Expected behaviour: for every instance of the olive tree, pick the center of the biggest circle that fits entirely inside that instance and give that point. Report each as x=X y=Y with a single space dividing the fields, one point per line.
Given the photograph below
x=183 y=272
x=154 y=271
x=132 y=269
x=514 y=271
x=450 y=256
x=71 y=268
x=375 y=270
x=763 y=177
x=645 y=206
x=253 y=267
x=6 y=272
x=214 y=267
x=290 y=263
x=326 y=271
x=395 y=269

┄┄┄┄┄┄┄┄┄┄

EXERCISE AIM: Every line above has to be restated word for word.

SOLUTION FOR THIS EXERCISE:
Expected behaviour: for every instance of the olive tree, pick the center of the biggest circle that fits entirely inside that instance and give that point. Report each as x=X y=Y with a single space dividing the fields, one point per line.
Given the photograph below
x=183 y=272
x=154 y=271
x=132 y=269
x=514 y=271
x=450 y=256
x=71 y=268
x=375 y=270
x=763 y=177
x=645 y=206
x=253 y=267
x=6 y=272
x=214 y=267
x=290 y=263
x=326 y=271
x=395 y=269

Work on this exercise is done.